[[ LISTED RECORDS, beginning ]]

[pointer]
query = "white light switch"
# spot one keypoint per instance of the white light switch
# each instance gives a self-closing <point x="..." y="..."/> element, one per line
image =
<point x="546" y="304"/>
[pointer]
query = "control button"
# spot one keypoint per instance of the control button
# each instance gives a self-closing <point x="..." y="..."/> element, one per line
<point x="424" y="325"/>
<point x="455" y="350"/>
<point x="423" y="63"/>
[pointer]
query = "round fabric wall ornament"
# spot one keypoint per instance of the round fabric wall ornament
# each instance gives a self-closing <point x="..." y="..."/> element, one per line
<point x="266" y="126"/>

[[ LISTED RECORDS, end ]]

**WHAT YOU WILL DO**
Repeat the data. Keep every word the same.

**EXERCISE RESPONSE**
[pointer]
query = "white light switch"
# spot one keypoint per instance of the white light switch
# each instance gives a self-closing <point x="..." y="..."/> element, one per line
image =
<point x="546" y="304"/>
[pointer]
query = "control button"
# spot one keypoint per instance of the control button
# each instance gives a self-closing <point x="..." y="..."/> element, one per line
<point x="424" y="325"/>
<point x="455" y="350"/>
<point x="423" y="63"/>
[pointer]
query = "round fabric wall ornament"
# spot one keypoint per instance of the round fabric wall ornament
# each instance gives a self-closing <point x="..." y="..."/> element, one per line
<point x="266" y="126"/>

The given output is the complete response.